(Stored items)
##########

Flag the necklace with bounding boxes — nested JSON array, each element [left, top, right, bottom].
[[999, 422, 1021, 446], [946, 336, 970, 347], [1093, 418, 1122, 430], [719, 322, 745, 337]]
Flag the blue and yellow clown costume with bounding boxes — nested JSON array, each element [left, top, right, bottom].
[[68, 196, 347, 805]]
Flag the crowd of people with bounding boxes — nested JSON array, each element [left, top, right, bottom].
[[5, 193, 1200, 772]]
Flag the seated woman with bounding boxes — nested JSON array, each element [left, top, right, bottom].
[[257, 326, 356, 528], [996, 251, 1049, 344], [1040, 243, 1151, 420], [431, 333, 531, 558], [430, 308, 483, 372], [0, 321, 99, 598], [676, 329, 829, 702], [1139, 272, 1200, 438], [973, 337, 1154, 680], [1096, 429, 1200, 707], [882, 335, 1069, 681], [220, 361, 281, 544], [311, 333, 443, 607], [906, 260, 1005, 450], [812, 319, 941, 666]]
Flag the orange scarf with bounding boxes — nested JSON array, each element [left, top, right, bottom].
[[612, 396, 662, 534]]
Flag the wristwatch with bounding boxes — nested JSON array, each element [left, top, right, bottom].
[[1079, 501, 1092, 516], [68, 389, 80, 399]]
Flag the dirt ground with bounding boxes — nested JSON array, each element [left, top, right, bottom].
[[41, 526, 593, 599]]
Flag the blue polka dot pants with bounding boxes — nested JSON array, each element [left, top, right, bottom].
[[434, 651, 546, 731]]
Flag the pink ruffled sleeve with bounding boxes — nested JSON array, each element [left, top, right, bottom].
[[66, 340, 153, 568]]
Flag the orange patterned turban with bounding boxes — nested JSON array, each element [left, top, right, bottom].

##########

■ REQUIRED ACTION ■
Please transcribe the entries above exactly as written.

■ SOLUTION ■
Flag the necklace with bounding boxes — nested JSON array, each element [left, top, right, bottom].
[[999, 422, 1021, 446], [946, 336, 970, 347], [1093, 418, 1122, 430], [719, 322, 745, 337]]
Flag the blue and yellow clown costume with bounding boxes — nested JSON array, each element [left, top, right, bottom].
[[68, 196, 347, 805]]
Flag the crowd of people with bounding boxes — nested JSON array, each element [left, top, right, bottom].
[[5, 193, 1200, 772]]
Flag the seated woman with bounding boxes — nested JSON array, each element [left, top, right, bottom].
[[257, 326, 356, 528], [996, 251, 1049, 344], [1040, 243, 1151, 420], [431, 333, 531, 558], [430, 308, 483, 372], [0, 321, 99, 598], [676, 329, 829, 702], [1139, 272, 1200, 438], [973, 337, 1154, 680], [1096, 429, 1200, 707], [882, 335, 1069, 681], [220, 361, 281, 544], [311, 333, 443, 607], [906, 260, 1005, 450], [812, 319, 941, 666]]
Flag the orange scarf with bounding boxes — nested JSON array, each element [left, top, right, bottom].
[[612, 396, 662, 534]]
Flag the wristwatch with bounding boxes — nested JSON array, each element [left, top, right, bottom].
[[1079, 501, 1092, 516], [68, 389, 80, 399]]
Flag the dirt ground with bounding boxes — nested JSON array, each element [left, top, right, bottom].
[[41, 526, 593, 599]]
Flag the blue polka dot pants with bounding boxes — nested JSON array, each element [left, top, right, bottom].
[[434, 651, 546, 731]]
Flag the pink ruffled sleeve with bounding boxes — nested JSON array, each element [left, top, right, bottom].
[[66, 340, 153, 568]]
Flag the orange patterned turban with bounding boxes — nested JSON array, each element [left, top, right, bottom].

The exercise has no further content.